EXERCISE
Every line from the line containing "paving in the photo above." to the end of the data must appear in the answer exactly as it appears there, and nothing else.

***** MATERIAL SUPPLIED *****

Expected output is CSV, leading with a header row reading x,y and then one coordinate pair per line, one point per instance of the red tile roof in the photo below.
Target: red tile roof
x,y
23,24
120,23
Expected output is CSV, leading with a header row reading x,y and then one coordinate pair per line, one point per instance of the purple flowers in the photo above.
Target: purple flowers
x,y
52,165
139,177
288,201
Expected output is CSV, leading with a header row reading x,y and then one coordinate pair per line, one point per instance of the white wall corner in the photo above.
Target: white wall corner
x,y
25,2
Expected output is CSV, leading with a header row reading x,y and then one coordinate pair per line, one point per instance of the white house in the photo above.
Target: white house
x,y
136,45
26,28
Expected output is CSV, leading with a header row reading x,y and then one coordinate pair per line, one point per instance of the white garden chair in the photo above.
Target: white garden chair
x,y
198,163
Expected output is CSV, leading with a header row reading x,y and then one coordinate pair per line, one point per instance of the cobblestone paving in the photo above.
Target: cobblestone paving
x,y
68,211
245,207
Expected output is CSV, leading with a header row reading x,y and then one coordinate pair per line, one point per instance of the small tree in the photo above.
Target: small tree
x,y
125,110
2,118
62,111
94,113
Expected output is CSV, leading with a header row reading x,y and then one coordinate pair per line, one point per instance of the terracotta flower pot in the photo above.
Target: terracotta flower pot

*****

SOLVED EXERCISE
Expected output is CSV, leading with a header row reading x,y and then one coordinate pair per line, one point per instance of the cobblestone paving in the photo above.
Target: cobblestone paving
x,y
68,211
245,207
Expected output is CSV, leading with a header row reading x,y and then one coordinate pair per line, one point per instance of the small tree in the photo above.
Target: small tree
x,y
125,110
2,118
62,111
94,113
Expected output is CSV, leading with a header row reading x,y and then one coordinate pair per line, one point per instance of the terracotta flower pot in the photo above.
Target: terracotta flower pot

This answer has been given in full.